[Point placement records]
....
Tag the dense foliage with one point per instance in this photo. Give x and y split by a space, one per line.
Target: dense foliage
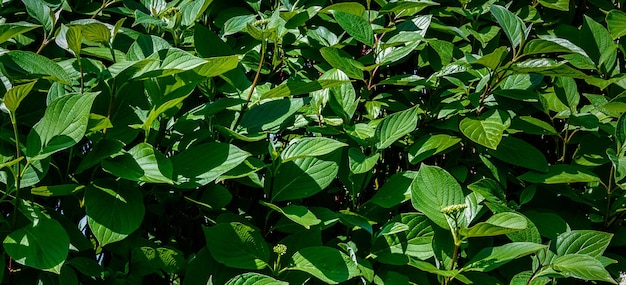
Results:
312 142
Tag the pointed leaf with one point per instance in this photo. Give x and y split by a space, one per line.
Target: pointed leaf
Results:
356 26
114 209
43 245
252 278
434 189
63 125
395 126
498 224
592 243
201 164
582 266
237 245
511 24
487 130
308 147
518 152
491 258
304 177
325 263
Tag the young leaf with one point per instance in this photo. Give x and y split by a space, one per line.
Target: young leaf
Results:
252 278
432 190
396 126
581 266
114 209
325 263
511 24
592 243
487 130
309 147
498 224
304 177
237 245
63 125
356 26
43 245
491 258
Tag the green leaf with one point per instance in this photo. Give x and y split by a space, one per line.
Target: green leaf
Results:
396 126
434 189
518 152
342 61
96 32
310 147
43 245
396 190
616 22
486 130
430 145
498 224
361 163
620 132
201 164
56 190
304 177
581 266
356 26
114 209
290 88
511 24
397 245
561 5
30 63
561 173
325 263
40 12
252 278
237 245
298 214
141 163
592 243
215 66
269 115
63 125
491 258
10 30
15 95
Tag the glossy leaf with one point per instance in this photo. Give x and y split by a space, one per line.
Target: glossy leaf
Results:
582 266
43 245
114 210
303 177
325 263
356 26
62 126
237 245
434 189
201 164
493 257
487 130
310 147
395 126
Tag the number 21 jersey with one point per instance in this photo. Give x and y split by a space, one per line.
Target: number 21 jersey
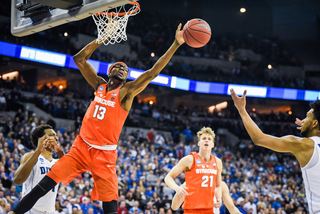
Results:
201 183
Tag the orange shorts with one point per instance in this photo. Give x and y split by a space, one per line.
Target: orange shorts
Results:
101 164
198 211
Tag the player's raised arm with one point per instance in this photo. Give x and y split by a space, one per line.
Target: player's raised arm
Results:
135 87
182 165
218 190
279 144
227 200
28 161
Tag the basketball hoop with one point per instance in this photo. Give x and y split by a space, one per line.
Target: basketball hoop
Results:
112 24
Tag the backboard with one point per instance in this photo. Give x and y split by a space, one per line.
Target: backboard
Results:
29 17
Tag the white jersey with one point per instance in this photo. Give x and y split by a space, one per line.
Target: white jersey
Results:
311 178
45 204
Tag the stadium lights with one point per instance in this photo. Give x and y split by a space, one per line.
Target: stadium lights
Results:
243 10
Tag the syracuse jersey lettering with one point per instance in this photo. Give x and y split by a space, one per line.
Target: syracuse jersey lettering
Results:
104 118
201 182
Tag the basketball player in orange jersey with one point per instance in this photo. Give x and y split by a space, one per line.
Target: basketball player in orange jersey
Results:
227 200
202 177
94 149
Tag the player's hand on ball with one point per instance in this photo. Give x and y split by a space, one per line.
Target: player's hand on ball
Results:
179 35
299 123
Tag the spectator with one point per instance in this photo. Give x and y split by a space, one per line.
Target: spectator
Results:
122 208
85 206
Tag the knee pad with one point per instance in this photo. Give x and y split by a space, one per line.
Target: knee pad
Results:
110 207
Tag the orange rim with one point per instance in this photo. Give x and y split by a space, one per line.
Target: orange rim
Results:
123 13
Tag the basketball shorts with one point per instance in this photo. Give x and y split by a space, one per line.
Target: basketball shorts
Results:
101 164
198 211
....
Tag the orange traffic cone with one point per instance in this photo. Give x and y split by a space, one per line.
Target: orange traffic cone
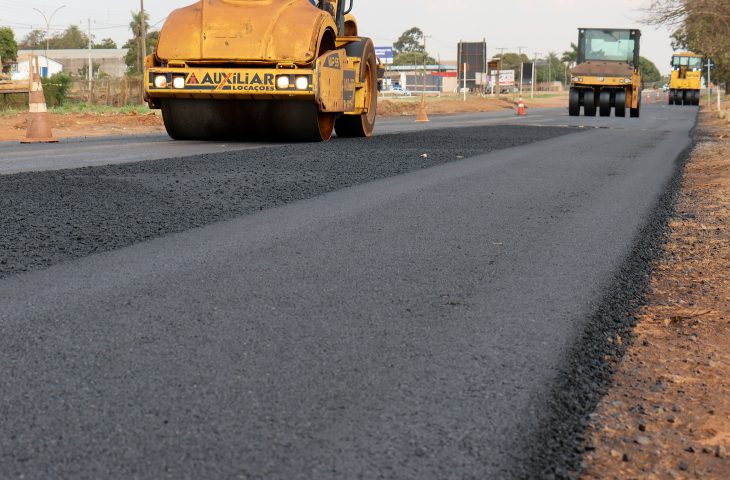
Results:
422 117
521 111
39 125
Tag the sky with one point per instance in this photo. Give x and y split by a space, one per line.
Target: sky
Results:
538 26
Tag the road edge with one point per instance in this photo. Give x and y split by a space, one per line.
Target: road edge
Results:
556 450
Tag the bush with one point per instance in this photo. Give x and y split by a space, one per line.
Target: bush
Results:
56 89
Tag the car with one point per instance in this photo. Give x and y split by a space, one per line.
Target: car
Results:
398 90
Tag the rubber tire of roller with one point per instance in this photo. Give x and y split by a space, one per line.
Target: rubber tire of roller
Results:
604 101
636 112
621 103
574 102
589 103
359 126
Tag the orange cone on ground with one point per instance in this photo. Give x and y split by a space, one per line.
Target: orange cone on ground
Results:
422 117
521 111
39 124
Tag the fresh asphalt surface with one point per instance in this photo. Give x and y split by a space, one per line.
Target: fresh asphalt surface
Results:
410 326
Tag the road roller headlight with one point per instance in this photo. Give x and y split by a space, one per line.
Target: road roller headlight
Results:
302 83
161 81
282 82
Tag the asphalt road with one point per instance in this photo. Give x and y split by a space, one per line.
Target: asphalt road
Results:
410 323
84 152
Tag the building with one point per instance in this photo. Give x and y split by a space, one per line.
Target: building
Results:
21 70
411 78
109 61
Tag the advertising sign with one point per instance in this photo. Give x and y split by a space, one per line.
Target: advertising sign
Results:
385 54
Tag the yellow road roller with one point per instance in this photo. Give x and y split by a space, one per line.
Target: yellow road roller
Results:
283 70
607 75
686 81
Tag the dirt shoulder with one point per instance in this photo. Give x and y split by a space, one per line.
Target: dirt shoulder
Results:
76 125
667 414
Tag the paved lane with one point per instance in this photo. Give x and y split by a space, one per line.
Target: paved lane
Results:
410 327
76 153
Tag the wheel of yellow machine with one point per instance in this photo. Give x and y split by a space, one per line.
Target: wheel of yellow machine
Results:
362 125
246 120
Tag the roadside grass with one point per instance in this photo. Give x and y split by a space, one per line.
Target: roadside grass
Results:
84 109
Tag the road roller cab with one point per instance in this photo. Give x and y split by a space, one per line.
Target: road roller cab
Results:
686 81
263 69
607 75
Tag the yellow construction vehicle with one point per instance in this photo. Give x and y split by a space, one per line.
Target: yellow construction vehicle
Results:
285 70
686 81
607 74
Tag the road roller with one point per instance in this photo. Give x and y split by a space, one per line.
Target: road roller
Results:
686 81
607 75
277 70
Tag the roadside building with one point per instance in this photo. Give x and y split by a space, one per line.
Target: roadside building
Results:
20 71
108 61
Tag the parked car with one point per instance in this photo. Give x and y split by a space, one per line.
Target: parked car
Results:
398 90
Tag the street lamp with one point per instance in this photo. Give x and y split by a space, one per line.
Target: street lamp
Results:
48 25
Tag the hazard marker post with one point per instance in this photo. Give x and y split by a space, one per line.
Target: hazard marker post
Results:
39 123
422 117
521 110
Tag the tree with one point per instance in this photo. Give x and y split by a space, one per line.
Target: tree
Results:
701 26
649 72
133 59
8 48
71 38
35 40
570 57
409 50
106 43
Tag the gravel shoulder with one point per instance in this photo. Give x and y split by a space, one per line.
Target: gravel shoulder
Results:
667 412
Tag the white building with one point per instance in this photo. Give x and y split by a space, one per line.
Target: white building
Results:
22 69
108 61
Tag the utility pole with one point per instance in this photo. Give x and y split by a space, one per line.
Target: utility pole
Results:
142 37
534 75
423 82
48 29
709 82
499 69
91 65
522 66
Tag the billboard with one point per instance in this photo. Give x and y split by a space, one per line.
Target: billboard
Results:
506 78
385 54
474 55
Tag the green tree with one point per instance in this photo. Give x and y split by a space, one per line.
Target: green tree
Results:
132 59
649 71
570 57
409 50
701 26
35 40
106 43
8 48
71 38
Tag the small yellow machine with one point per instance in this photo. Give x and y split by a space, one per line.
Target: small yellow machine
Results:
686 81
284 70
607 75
....
◆ **Work to be completed**
Filter the listing above down to only the lines that contain the word "number".

◆ **Output of the task**
Tag the number 21 jersey with one point per instance in this photo. Give x and y split by a space, one per line.
Target: number 21 jersey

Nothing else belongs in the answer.